[REQUIRED WORK]: Output an exact reproduction of the data.

[DATA SUPPLIED]:
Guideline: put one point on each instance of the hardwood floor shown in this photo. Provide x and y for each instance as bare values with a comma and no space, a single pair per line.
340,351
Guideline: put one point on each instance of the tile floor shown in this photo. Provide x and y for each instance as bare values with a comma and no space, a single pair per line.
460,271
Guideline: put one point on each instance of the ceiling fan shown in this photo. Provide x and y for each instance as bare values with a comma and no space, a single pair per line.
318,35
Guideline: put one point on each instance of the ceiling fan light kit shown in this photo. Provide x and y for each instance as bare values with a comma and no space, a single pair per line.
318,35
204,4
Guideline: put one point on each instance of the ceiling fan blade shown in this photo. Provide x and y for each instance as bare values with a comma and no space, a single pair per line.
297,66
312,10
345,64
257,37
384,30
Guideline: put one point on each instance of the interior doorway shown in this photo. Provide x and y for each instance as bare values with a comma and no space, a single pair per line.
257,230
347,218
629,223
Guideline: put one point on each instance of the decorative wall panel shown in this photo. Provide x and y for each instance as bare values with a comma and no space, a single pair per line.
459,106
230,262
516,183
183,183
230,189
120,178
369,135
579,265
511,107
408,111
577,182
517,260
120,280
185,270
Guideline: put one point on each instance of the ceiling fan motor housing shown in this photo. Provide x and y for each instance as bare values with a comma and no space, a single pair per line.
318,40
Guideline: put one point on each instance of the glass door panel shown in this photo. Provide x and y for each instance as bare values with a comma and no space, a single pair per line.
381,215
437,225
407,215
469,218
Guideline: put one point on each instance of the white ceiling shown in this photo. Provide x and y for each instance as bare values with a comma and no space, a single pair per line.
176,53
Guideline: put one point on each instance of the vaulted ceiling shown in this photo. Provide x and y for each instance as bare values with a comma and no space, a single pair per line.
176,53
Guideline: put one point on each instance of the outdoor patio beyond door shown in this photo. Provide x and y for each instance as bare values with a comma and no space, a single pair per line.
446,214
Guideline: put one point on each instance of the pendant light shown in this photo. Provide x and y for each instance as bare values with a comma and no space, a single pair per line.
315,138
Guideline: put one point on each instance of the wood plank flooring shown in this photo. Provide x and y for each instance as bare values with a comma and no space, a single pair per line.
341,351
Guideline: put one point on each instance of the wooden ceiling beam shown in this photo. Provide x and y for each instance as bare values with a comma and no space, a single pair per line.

[REPLY TO THE TASK]:
Guideline: put one point on each instance of the hardwood floor shown in this photo. Provide x and y for each instance as bare values with a comma and no space, a single pair per line.
340,351
Guideline: put one point on each instance of the tile floor shown in this photo. Provide x and y for each instance as bare values with a comma and no space, a single pair per line.
460,271
Guideline: put one point on each instance of the ceiling fan shown in this photo. Provide x and y for each instance as bare values with a comma and no space, a single pair per line.
318,35
Guideline: put one point on each instance of the ceiling fan light kit shown in this photo. Provide x and y for each instance as bare values with a comma and no space, a single pair per line.
318,35
204,4
Guideline: put one point on each instance of the ceiling fan blade shown in this photo. Provide x and y for each instance as bare values with a comma and no space, a single pair per line.
297,66
312,10
345,64
257,37
384,30
Guideline: put one point on each instance of the interior doorway shown in this photo. Provide x and y for each instance as bare values with a comma and no space, a single pair per line.
257,230
347,218
629,223
Guideline: put one point on each instance of the decorative wall panel shown in this photo. Provide x and y for each instance as bare values with a comma and no space, a single pair per line.
459,106
230,262
516,183
183,183
230,189
120,178
369,135
579,265
511,107
408,111
577,182
517,260
120,280
185,270
Guideline: put one point on each instance of the ceiling fan motor housing shown in this photo. Provide x and y for each instance as bare values with a comma and no space, a single pair per line.
318,40
Guideline: put one point on each instance of the glass door panel shown in this photo. Provide x and y for each instance as bare values with a comma and no space, a single pair per line.
381,215
437,225
407,215
469,218
Guideline: put one point on each instance of the white ceiling shown in this photo. Provide x and y for each instance as bare values with a comma and no space, a single pair per line.
176,53
Guideline: put one point on each instance of the vaulted ceiling shown in this photo. Provide x and y for each instance as bare values with a comma and no space, a single pair per line.
176,53
Guideline: put one point on each instance of the outdoor patio beyond door shown in this photo. Provide x and y for each instance as bare values with a comma and no space, a single pair per line.
446,214
Guideline: put one point on each instance of the pendant light shown in this photo. Provide x and y for each instance as bare values with a comma and no space, a single pair per line.
315,138
Guideline: put one point on each instance of the wood plank flooring shown in this photo. Provide x and y for each instance as bare values with a comma and no space, a single pair per line.
341,351
Guideline: put one point on each instance of the wooden ceiling beam shown in this photo. Provide x and y for each instance as bare values with a comma and no space, a single pair per line.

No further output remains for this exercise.